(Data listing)
──────────────────────────────

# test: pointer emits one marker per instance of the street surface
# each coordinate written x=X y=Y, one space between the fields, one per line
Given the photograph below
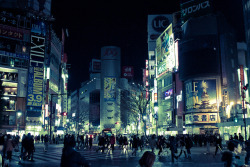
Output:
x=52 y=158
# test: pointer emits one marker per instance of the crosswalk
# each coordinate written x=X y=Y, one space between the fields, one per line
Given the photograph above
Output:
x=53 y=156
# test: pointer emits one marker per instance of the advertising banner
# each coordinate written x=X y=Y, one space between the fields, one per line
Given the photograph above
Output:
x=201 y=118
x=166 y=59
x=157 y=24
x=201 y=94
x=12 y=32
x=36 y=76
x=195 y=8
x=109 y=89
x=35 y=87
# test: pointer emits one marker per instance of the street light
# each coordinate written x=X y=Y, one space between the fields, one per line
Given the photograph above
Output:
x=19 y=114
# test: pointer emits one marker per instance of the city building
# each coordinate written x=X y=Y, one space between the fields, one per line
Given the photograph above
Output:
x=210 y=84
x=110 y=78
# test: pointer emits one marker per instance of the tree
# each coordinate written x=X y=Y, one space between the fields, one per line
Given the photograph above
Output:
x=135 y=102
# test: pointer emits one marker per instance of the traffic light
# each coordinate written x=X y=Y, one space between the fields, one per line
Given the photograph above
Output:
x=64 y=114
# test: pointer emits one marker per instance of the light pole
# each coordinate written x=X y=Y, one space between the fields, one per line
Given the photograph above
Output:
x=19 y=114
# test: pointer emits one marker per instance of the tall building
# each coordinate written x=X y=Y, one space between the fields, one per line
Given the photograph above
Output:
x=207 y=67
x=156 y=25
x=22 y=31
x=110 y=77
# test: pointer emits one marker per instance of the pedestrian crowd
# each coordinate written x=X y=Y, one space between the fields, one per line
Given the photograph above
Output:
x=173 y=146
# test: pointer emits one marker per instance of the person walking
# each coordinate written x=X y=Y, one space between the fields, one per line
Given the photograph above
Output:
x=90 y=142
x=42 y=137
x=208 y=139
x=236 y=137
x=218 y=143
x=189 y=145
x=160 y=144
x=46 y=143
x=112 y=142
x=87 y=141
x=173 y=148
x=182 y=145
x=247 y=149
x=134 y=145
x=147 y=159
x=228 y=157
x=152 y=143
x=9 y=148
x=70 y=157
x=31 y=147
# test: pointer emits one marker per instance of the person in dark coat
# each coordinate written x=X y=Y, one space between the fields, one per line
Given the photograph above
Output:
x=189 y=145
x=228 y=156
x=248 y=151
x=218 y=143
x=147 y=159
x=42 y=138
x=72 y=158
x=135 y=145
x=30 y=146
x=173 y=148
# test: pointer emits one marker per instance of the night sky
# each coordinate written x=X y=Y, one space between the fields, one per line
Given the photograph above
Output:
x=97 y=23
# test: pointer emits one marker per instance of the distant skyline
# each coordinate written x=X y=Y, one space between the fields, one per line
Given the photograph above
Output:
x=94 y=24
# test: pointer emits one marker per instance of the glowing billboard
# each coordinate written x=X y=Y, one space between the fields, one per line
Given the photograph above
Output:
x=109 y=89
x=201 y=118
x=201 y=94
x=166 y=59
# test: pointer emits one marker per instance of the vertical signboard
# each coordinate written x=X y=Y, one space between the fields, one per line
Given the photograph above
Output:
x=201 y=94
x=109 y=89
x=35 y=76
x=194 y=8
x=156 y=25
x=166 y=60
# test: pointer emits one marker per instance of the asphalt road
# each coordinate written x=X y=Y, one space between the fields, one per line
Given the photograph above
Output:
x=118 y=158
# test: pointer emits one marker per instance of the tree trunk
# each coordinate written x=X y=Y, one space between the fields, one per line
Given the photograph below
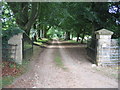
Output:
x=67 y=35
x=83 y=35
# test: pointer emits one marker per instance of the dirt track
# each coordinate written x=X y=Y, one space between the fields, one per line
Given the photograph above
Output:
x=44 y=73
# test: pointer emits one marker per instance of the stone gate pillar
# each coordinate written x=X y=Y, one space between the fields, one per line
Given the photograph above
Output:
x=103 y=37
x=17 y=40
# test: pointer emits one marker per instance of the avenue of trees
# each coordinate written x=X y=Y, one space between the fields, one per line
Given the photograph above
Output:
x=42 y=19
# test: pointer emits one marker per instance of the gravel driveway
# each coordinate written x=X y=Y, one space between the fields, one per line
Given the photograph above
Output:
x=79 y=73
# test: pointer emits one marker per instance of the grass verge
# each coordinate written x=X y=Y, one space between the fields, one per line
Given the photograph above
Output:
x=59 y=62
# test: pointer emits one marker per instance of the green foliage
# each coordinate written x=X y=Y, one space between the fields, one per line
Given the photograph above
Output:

──────────────────────────────

*Aim of the task:* Copy the listing above word for word, from first line to last. Omit the pictures.

*Response to the exercise:*
# test: pointer emits one marker per instance of the street surface
# each coordinate written x=X y=Y, one space between the fields, one per line
Given the photograph below
Output:
x=52 y=158
# test: pointer emits one marker per instance of the crosswalk
# each coordinate written x=X y=Y, one space between the fields, one per line
Given the photograph above
Output:
x=53 y=156
# test: pointer emits one marker per instance of the advertising banner
# each coordinate written x=X y=Y, one space between the fields, one per line
Given the photograph above
Output:
x=201 y=118
x=166 y=59
x=157 y=24
x=201 y=94
x=12 y=32
x=36 y=76
x=195 y=8
x=109 y=89
x=35 y=87
# test: pointer emits one marker per instance of the street light
# each coordinate written x=X y=Y, one space between the fields, one per line
Given the photograph above
Output:
x=19 y=114
# test: pointer emits one marker per instance of the city building
# each coordinate written x=X y=Y, one space between the fields, one per line
Given the photograph above
Output:
x=210 y=84
x=110 y=78
# test: pointer emits one marker per instance of the tree
# each coordinate written x=X y=Y, one space between the fields, one per line
Given the photograph above
Output:
x=135 y=102
# test: pointer emits one marker per instance of the traffic light
# each coordinate written x=X y=Y, one space between the fields, one per line
Given the photograph above
Output:
x=64 y=114
# test: pointer emits one marker per instance of the light pole
# each coordinate written x=X y=Y, one space between the fields, one per line
Given the photograph above
Output:
x=19 y=114
# test: pointer emits one marker per instance of the tall building
# each coordinate written x=X y=Y, one space between the fields, one per line
Given the photograph above
Output:
x=207 y=67
x=156 y=25
x=22 y=31
x=110 y=77
# test: pointer emits one marker per instance of the pedestrian crowd
# each coordinate written x=X y=Y, one space between the fields, one per line
Given the photograph above
Output:
x=173 y=146
# test: pointer emits one marker per instance of the person walking
# each coordinate written x=X y=Y, one space between the fields, one per line
Given the photograph above
Output:
x=90 y=142
x=42 y=137
x=208 y=139
x=236 y=137
x=218 y=143
x=189 y=145
x=160 y=144
x=46 y=143
x=112 y=142
x=87 y=141
x=173 y=148
x=182 y=145
x=247 y=149
x=134 y=145
x=147 y=159
x=228 y=157
x=152 y=143
x=9 y=148
x=70 y=157
x=31 y=147
# test: pointer emits one marker per instance of the person in dark coat
# each coordinate written x=X y=Y, one space between the fields, one per line
Given the photograph above
Output:
x=189 y=145
x=228 y=156
x=248 y=151
x=218 y=143
x=147 y=159
x=42 y=138
x=72 y=158
x=135 y=145
x=30 y=146
x=173 y=148
# test: pointer emits one marker per instance of the night sky
# each coordinate written x=X y=Y, one space between the fields, one per line
Given the photograph above
Output:
x=97 y=23
# test: pointer emits one marker per instance of the distant skyline
# each coordinate written x=X y=Y, one space between the fields, one per line
Given the photograph above
Output:
x=94 y=24
# test: pointer emits one marker per instance of the glowing billboard
# each coordinate written x=X y=Y, one space between the fields, one per line
Given the photograph above
Output:
x=109 y=89
x=201 y=118
x=201 y=94
x=166 y=59
# test: pointer emits one marker per instance of the vertical signboard
# each coordinate written x=X y=Y, one space between the fields, one per line
Given the photograph above
Output:
x=201 y=94
x=109 y=89
x=35 y=76
x=194 y=8
x=156 y=25
x=166 y=60
# test: pointer emits one marker per instance of the asphalt road
# each coordinate written x=X y=Y, one space between the fields, one per line
Given the photograph above
Output:
x=118 y=158
# test: pointer emits one marker per instance of the tree trunk
# each coordinate written x=X y=Y, one space between the fields, one per line
Given the photograph below
Output:
x=67 y=35
x=83 y=35
# test: pointer emits one marker per instance of the dirt track
# each coordinate written x=X y=Y, one space between the fields, one per line
Given the photograph above
Output:
x=44 y=73
# test: pointer emits one marker per instance of the stone gate pillar
# each coordinate written x=X y=Y, one space between the fields, one per line
Given the photograph above
Output:
x=103 y=37
x=17 y=40
# test: pointer emits one marker per instance of the avenue of trees
# each coordinate written x=X y=Y, one space between the fields, one per line
Given the photograph above
Output:
x=42 y=19
# test: pointer emits one marker per instance of the gravel driveway
# each coordinate written x=X y=Y, one space between the fields, one per line
Given the photograph above
Output:
x=79 y=73
# test: pointer emits one marker per instance of the grass verge
# each coordinate written x=X y=Y, one space between the fields, one per line
Given the photograph above
Output:
x=59 y=62
# test: pointer emits one marker per instance of the green foliage
# each coordinate written x=X y=Y, one space between the fields, one per line
Given the photograph above
Output:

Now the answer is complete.